_EXERCISE PROMPT_
An exact copy of all the data is required.

Region pointing data

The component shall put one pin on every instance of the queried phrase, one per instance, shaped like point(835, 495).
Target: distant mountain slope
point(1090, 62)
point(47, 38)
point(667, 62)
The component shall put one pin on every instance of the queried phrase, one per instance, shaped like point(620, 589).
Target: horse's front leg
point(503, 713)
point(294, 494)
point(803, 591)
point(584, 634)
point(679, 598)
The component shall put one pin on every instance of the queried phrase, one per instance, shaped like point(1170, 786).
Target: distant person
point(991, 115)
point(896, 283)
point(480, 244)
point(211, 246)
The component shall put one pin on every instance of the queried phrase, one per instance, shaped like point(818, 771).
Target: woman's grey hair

_EXERCISE RESPONSE_
The component shall put one pin on every instance of the queried phrase, one per instance, shaped like point(835, 495).
Target: distant mountain slope
point(1090, 62)
point(47, 38)
point(667, 62)
The component shall put one pin on every instance of the queried phrase, one per instance, shaped like point(620, 589).
Target: horse's front leg
point(503, 713)
point(294, 494)
point(803, 591)
point(584, 634)
point(679, 598)
The component shall put one pin on every instance of the queried phrase, one per instance, shaped like point(1170, 786).
Target: distant person
point(991, 115)
point(896, 283)
point(480, 244)
point(211, 246)
The component shall put one pin on every instance of the queried phrase, one per instance, shaped like point(818, 771).
Target: woman's grey hair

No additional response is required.